Saved entries
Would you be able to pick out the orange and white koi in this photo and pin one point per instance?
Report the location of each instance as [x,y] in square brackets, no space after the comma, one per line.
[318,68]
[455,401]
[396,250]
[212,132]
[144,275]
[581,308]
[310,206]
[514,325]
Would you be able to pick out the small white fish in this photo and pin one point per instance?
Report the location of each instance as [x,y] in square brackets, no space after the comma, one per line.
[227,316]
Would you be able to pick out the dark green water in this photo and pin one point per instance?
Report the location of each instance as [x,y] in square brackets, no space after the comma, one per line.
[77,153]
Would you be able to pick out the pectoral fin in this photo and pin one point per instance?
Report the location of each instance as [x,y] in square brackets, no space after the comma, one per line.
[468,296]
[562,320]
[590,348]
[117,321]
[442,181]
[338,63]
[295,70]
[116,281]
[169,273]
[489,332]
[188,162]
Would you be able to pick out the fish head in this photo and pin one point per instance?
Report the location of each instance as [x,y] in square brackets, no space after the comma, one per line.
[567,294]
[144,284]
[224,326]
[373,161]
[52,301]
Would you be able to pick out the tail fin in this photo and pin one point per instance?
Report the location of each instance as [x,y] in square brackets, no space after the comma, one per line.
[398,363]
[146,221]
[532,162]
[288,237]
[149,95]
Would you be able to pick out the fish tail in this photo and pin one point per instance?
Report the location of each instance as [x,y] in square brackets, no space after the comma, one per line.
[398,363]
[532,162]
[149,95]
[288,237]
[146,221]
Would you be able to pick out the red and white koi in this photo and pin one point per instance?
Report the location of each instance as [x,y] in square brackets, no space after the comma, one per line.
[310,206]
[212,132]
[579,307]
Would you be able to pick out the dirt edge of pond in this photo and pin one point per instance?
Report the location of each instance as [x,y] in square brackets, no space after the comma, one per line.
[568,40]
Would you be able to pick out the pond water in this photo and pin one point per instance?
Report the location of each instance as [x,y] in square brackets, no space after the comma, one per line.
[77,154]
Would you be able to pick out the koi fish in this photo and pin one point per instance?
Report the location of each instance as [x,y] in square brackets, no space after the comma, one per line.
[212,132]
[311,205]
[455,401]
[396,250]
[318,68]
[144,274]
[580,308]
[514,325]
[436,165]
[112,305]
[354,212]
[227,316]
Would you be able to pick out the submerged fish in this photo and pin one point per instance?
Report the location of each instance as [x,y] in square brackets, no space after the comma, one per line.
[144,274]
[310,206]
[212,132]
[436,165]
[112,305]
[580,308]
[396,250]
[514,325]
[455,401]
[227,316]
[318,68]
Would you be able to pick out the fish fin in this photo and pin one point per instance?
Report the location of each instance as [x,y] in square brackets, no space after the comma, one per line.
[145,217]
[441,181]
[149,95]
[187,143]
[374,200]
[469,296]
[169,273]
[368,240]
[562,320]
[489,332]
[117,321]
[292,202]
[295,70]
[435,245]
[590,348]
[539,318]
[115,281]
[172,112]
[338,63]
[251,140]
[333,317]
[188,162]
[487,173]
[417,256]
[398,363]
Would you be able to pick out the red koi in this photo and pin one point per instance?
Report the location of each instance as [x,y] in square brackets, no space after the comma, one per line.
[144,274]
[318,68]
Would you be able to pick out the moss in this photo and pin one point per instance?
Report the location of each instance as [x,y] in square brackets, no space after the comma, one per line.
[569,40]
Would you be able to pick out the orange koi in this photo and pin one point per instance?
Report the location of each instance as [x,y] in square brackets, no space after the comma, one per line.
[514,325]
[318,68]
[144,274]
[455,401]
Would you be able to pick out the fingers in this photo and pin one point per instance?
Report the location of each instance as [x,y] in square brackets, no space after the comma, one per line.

### Exercise requirements:
Each record above is to be given again without any change to its wording.

### Task result:
Would you be able to pick out the orange and white koi in this photo and pin one point per instance?
Report the location of each instance as [x,y] in square brackets, no space after the comma, one per line.
[318,68]
[455,401]
[396,250]
[212,132]
[144,275]
[581,308]
[310,206]
[514,325]
Would you be able to pick out the small white fish in this photo and pin one point per instance?
Report the location of each instance as [x,y] in square brackets, no space after the comma, one per line.
[227,316]
Would you be able to pick out the dark green water in this photo and pin one point per instance?
Report the location of each instance as [x,y] in square brackets, no space after the comma, one per line.
[77,153]
Would you be able to pick out the pectoral fin in this photo and pin one point per instance?
Report the location of each instance as [x,y] in square brackets, no space after the comma, one per line.
[468,296]
[562,320]
[590,348]
[117,321]
[442,181]
[338,63]
[295,70]
[116,281]
[169,273]
[489,332]
[188,162]
Would you be able to pick out the fish head in this photo and pin one point per instance?
Report the location of each instance as [x,y] in square brackets, no space after the comma, one per line.
[567,294]
[144,284]
[224,326]
[373,161]
[52,301]
Would you be able to pick out the tail fin in this photo and pin one point per instance?
Report the location of each instance as [x,y] in square brackets, no space after the comma, one per line.
[398,363]
[146,221]
[532,162]
[288,237]
[149,95]
Would you be able to pick out the fish tail in this photo and pin one point per instance?
Report the location of each instance as [x,y] in square brackets, no space after the comma, one per line.
[398,363]
[532,162]
[149,95]
[288,237]
[146,221]
Would you be able to pick out the red and white koi in this photo and pin one point per instance?
Report the location of each instance as [x,y] in square brackets, no space after the comma, one per line.
[310,206]
[212,132]
[579,307]
Would you be able to pick out the dirt edge of pond in this photo and pin one point per instance?
Report the location of each instance as [x,y] in square brackets, no space after the comma, one per line.
[568,40]
Would you be able to pick out the pond water in this photo and pin one point per instance?
Report the location of each instance as [x,y] in square brackets, no space after the comma, one per line.
[77,154]
Would you be able to pick out the koi fish in this photo and pin one point per instance?
Report the location of each instance as [x,y] in square brackets, no space after the comma, one per line.
[212,132]
[311,205]
[455,401]
[396,250]
[318,68]
[144,274]
[580,308]
[514,325]
[436,165]
[112,305]
[354,212]
[227,316]
Would you be able to pick out the submerged fish in this photo and pin one point per instance?
Report the location of each instance as [x,y] in square brackets, no space after the comma, one per line.
[144,274]
[310,206]
[212,132]
[436,165]
[112,305]
[580,308]
[396,250]
[514,325]
[455,401]
[227,316]
[318,68]
Would you be able to pick out the fish fin in this photo and pin one point per instance?
Report the location of each instance as [x,y] in square brackets, no space after the comma, one per line.
[145,217]
[441,181]
[149,95]
[187,143]
[374,200]
[469,296]
[169,273]
[368,240]
[562,320]
[489,332]
[117,321]
[292,202]
[295,70]
[435,245]
[590,348]
[539,318]
[115,281]
[172,112]
[338,63]
[251,140]
[333,317]
[188,162]
[487,173]
[417,256]
[398,363]
Would you be able to pick out the red koi in this photo and pin one point per instance?
Report the location of each instance as [x,y] in square brackets, no space after the comma, one per line.
[144,274]
[318,68]
Would you be able to pick out the moss in this photo and pin one point per instance?
Report the location of each instance as [x,y] in square brackets, no space after the comma, one per line.
[569,40]
Would you be able to pick out the orange koi in this photo and pin one point per instance?
Report the location of each instance as [x,y] in square brackets, no space after the comma, one per line.
[514,325]
[318,68]
[144,274]
[455,401]
Would you be able to pick out the fingers in this photo and pin one point per instance?
Report the location of each instance as [x,y] in square brackets, no space after the comma, one per line.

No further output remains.